Please reproduce every one of the records below verbatim, line for line.

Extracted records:
+--

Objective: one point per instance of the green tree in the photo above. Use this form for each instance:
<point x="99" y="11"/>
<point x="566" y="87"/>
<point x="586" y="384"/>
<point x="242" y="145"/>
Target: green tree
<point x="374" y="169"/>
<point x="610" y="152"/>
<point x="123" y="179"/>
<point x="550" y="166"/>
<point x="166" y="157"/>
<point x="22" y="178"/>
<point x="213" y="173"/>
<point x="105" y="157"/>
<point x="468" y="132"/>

+--

▸ **COMPLETED TASK**
Objective: one point per instance of the green tree in the photo above. Use this form for each instance:
<point x="99" y="11"/>
<point x="566" y="87"/>
<point x="586" y="384"/>
<point x="242" y="145"/>
Target: green tree
<point x="374" y="169"/>
<point x="610" y="152"/>
<point x="123" y="179"/>
<point x="550" y="166"/>
<point x="166" y="157"/>
<point x="22" y="178"/>
<point x="213" y="173"/>
<point x="105" y="157"/>
<point x="468" y="132"/>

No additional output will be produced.